**Text:**

--

MCWILLIAMS: Surface material-property distributions near the Gulf Stream tend to be a pretty broad envelope, since there are both advection by the narrow stream and buffeting by eddies. For climate you need to get the current's transport right, but not necessarily its narrowness and speed maximum.
CANE: I think you'd need to get the advective transport of warmer waters about right in order to get the fluxes right. I think it could be done without introducing tremendous resolution everywhere.
MCWILLIAMS: It's a burden on the sub-grid-scale parameterization. Progress will be made in both resolution and parameterizations, but I think we need to make what you might call the mesoscale calculations before we look at the details of, say, topography. Someone needs to examine topographic parameterization. In the end, of course, it might have to be done with local high-resolution grids for particularly complex regions.
BERGMAN: Is it possible to use variable grids to resolve features like the western boundary currents, yet still have a model that is not excessively complex overall?
BRYAN: Non-uniform grids are used extensively in engineering calculations. But you must then use a very implicit type of calculation, or the time step will be limited by the smallest grid size.

--

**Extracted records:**
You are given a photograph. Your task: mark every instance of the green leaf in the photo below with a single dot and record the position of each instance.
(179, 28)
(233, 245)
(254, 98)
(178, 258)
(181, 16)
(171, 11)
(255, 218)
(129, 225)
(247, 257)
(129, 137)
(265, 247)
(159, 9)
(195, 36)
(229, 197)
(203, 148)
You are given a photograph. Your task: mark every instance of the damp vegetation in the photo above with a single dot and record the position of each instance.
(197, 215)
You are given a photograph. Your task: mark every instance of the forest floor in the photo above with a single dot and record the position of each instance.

--

**Directives:**
1. In the ocean modeling discussion, what limits the time step on a non-uniform grid unless a very implicit type of calculation is used?
2. List every speaker who appears in the ocean modeling discussion.
3. Carry the ocean modeling discussion forward from its last line.
This data has no role in the work here.

**Written answers:**
1. The smallest grid size.

2. MCWILLIAMS, CANE, BERGMAN, BRYAN

3.
BERGMAN: Are semi-lagrangian approaches being tried for ocean GCMs as well as atmospheric GCMs?
MCWILLIAMS: Yes, some people are pursuing this idea; semi-lagrangian schemes that are sort of shape-preserving keep you from being embarrassed by things like negative concentrations. I myself feel that we can develop multi-grid, fully implicit problem-solvers that can be run at Courant-Friedrichs-Levy numbers of 10 or so, which is a considerable potential economy over semi-lagrangian schemes.
DICKSON: It seems to me that you need a comprehensive observing system to give you a long-period look at the ocean against which you could match a comprehensive climate model's results.
MCWILLIAMS: I quite agree. But please invite the modelers to join the design process!